> **Problem details**:
Rewrite the listing below, substituting "Predicted points" for every "Pointer output" and keeping everything else the same. Leave out the pictures.

> **Records shown**:
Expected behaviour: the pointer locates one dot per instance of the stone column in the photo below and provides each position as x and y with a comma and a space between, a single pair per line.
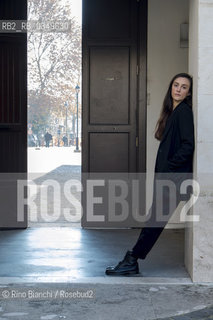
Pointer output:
199, 235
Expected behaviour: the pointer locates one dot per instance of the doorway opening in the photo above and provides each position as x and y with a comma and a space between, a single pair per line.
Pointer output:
54, 110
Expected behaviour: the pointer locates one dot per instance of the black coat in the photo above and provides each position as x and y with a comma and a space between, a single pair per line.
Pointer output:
175, 152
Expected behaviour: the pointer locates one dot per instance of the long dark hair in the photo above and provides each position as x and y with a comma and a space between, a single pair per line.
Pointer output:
167, 107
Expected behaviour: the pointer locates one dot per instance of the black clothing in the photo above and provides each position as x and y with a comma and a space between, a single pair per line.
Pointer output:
174, 164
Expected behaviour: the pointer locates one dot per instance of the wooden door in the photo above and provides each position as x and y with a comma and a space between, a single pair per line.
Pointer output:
111, 110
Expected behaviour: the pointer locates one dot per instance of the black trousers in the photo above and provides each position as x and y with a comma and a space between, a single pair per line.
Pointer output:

> **Result of this exercise**:
Expected behaviour: the pointer locates one dot per instance of the stone column in the photo below and provides each position as x and y with a comma and a space between, a single pair per line.
Predicted points:
199, 235
Expected behaviour: the pointer locates one dot per instance of the doorway opening in the photo above and provides each position as x and y with a comma and a space between, a single pair per line.
Predicted points:
54, 110
Expected behaviour: the pointer locates one dot per instance of the black coat in the photo above and provides each position as x and y with a comma and a space between, a single pair per line.
Predicted points:
175, 152
Expected behaviour: the pointer locates one dot per instance of the long dark hair in the photo above and provides each position as x and y with a comma and a space between, a single pair per line.
Predicted points:
167, 107
Expected behaviour: the pointer locates one dot per instance of the black clothing in the photo above and provides each position as x and y with a comma and a space between, a single pair per line.
Predicted points:
174, 164
Expected behaviour: the pointer locates one dot per instance of the wooden door in the photo above and provides each position as x and y with a comma and a space between, a single pair per line.
Predicted points:
111, 110
Expected behaviour: the pointer locates one dot per instance of the black trousers in the photo above and provides each position as x and y with a comma and a space between, a single pair per line.
Predicted points:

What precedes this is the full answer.